- _What the exercise asks_: Every line from the one containing "Where can you find the white background" to the final line of the material below must be reproduced exactly; leave out all other lines.
=======
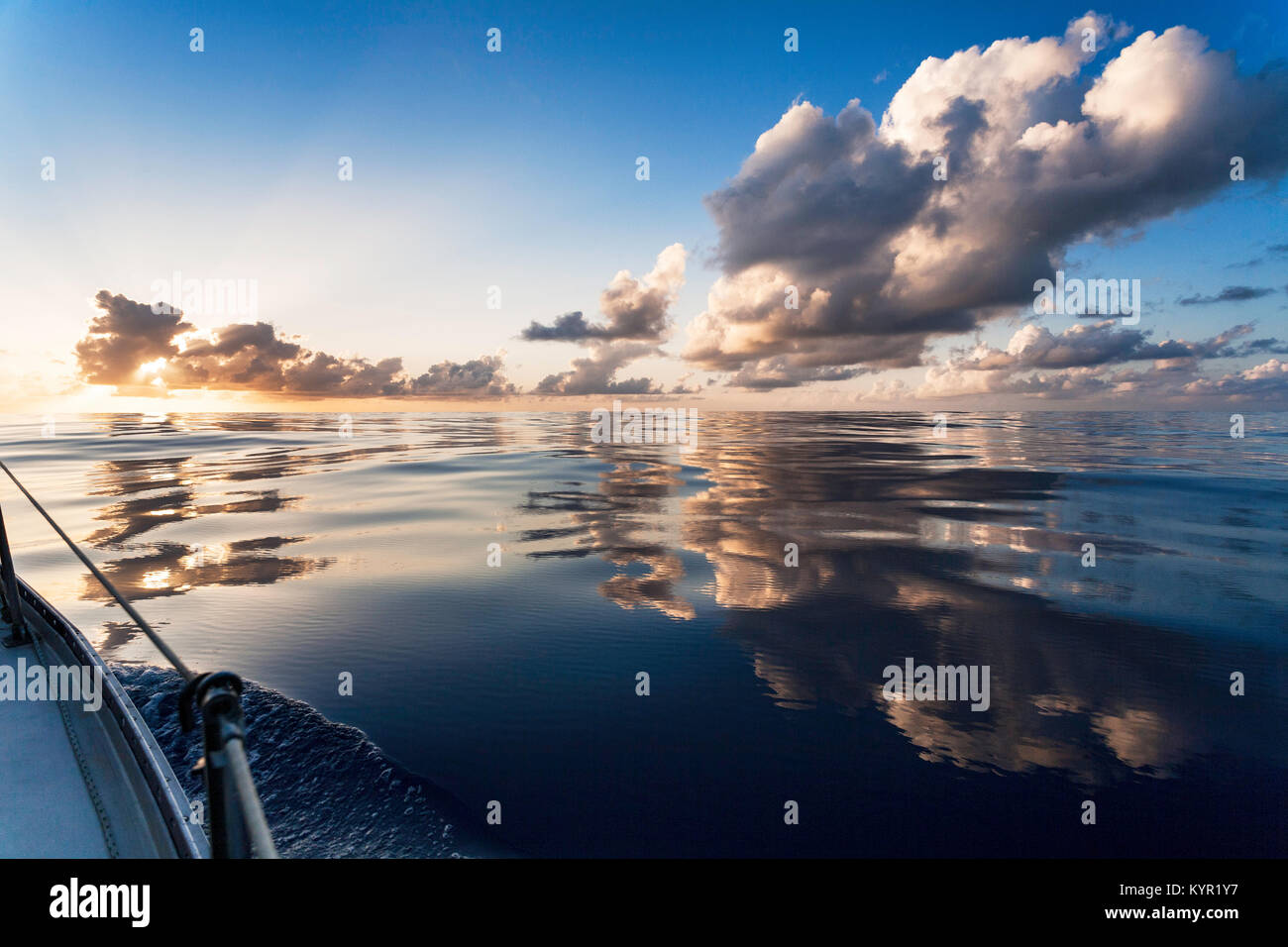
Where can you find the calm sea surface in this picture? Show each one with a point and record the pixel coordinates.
(273, 547)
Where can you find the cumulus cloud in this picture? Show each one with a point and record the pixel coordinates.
(1231, 294)
(1089, 361)
(125, 335)
(595, 373)
(638, 318)
(129, 346)
(635, 308)
(846, 214)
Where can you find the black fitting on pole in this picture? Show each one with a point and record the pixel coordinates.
(236, 815)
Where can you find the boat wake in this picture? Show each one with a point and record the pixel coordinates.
(327, 789)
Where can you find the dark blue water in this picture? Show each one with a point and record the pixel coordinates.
(274, 547)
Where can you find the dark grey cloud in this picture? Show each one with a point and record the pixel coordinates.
(123, 337)
(596, 372)
(254, 357)
(1091, 361)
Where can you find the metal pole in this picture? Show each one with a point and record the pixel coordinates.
(237, 823)
(11, 607)
(129, 609)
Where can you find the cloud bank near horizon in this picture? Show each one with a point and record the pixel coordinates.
(146, 352)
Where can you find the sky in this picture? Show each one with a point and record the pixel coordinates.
(909, 172)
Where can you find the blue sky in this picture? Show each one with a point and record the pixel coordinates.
(476, 169)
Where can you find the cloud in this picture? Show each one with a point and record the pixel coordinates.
(134, 348)
(123, 337)
(1087, 361)
(636, 309)
(595, 373)
(884, 258)
(1231, 294)
(638, 313)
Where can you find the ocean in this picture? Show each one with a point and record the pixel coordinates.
(647, 650)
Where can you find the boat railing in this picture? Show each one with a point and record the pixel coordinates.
(237, 825)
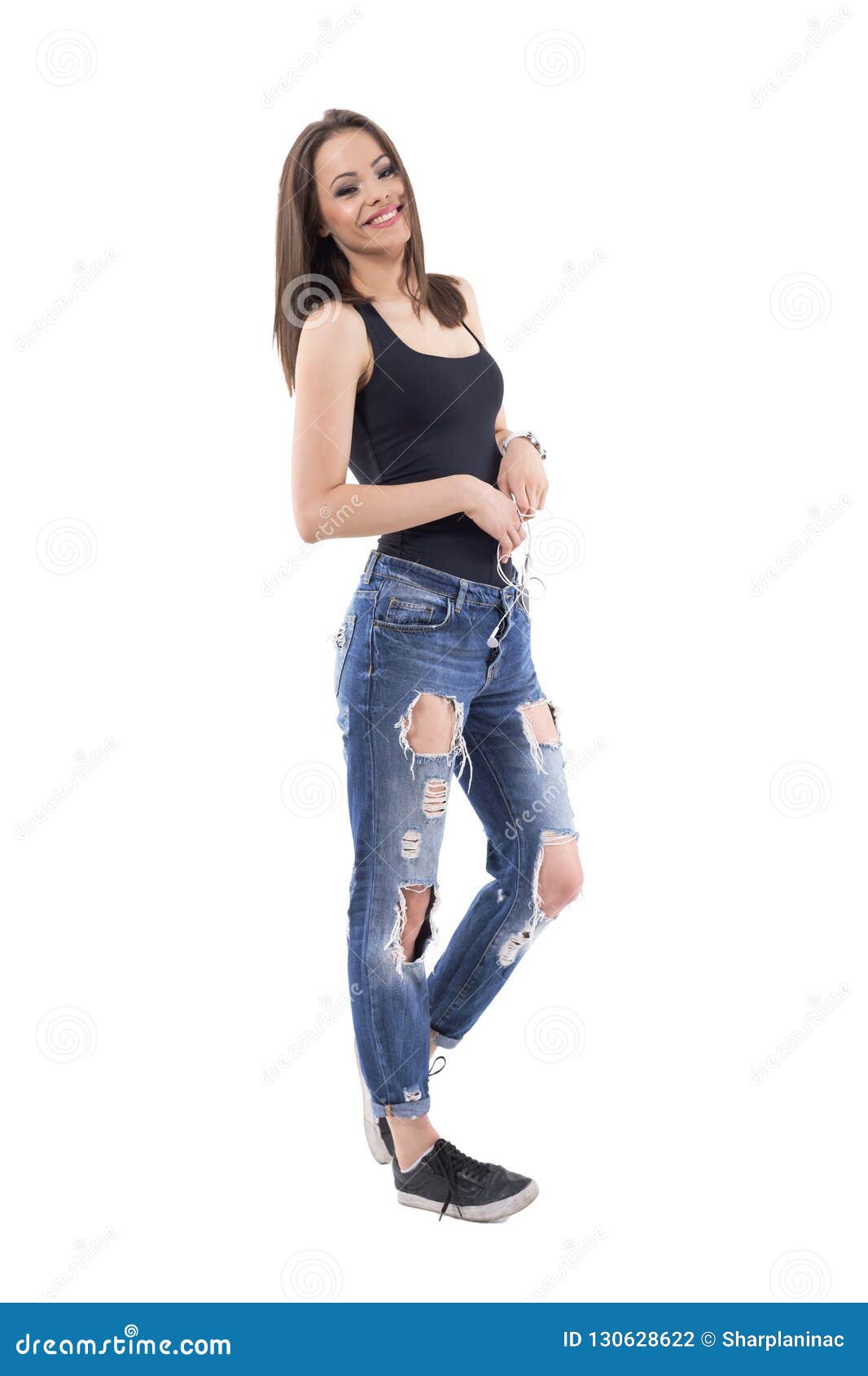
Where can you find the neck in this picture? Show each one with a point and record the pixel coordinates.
(380, 278)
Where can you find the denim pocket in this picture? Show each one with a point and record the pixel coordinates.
(341, 646)
(410, 607)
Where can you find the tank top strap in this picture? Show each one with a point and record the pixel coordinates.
(379, 332)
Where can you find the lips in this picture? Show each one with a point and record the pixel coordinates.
(383, 219)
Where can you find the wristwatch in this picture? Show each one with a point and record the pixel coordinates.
(522, 435)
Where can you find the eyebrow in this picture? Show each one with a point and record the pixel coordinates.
(355, 173)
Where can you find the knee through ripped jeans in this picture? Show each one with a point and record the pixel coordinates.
(413, 630)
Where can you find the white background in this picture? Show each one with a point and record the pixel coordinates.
(177, 922)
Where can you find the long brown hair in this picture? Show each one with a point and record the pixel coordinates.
(313, 270)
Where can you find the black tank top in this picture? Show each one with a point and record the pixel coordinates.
(423, 416)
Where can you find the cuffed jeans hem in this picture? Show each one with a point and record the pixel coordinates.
(413, 1109)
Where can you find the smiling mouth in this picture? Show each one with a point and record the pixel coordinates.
(384, 217)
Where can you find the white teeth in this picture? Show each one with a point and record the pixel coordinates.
(381, 219)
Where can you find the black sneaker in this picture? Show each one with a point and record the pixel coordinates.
(446, 1181)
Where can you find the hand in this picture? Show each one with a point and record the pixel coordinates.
(523, 476)
(497, 515)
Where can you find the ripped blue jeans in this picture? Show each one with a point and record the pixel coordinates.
(411, 630)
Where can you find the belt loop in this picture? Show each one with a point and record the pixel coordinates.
(369, 567)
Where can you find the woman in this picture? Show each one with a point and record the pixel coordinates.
(434, 668)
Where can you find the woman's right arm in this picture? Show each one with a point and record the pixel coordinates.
(333, 354)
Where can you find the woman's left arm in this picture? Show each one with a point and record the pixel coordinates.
(523, 472)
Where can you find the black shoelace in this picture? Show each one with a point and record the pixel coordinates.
(447, 1160)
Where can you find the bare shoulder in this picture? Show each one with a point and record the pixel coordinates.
(335, 331)
(472, 314)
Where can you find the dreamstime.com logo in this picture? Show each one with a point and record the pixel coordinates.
(129, 1343)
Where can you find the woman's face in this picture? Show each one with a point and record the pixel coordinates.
(361, 195)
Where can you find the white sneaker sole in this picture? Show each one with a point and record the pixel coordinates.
=======
- _Output of the task_:
Where can you find the white background in this picture? Show each one with a point and record the pixel coordinates.
(177, 922)
Where can you find the long brown hair in this picture? Show each one with a point and record the pixel coordinates.
(313, 270)
Where can you find the black tank top in this picture? Show each one with a point and record the pixel coordinates.
(423, 416)
Where can you find the cuffed jeans hem in this picture? Show each one with a point and record the pixel coordinates.
(413, 1109)
Where can you find the smiling mouth in this picture? Show each one with a point and record the pixel coordinates.
(384, 217)
Where can you find the white teeth in this picture? Show each one with a point and record the pixel coordinates.
(381, 219)
Where can you find the black sneaker in this picture? Show each one with a point and record the pixel coordinates.
(446, 1181)
Where can you find the hand in this picture? Show each one with a point and record the pixel coordinates.
(523, 476)
(497, 515)
Where can you find the ripped blue jeans in this picture? Show each one with a point and record the pixel coordinates.
(411, 630)
Where can you find the belt loop in this picture? Show each one with a point and record the pixel coordinates.
(369, 567)
Where can you find the woman in this picture? Show each one with a point and record the pixel coordinates.
(434, 668)
Where can you find the woman's right arm in this picture? Show each one with a point and record the pixel coordinates.
(333, 354)
Where can you find the woman's left arm in this picture? Show each one with a point and record the pixel coordinates.
(523, 472)
Where can you find the black shoelace in this picture? Show each one with a point and record the pixel coordinates.
(447, 1160)
Where can you find the bare shoulder in this picture? Show each one with a point and record the pixel coordinates.
(335, 331)
(472, 314)
Where can you find the dreamstime.com logo in this picture? Show each one with a point and record the pixel coordinates.
(129, 1343)
Where can you find the woman's face in this picture? Show each one with a point and record the pixel coordinates.
(361, 195)
Where can you find the white sneaker sole in this picture? Show each one with a point and record the pixel coordinates.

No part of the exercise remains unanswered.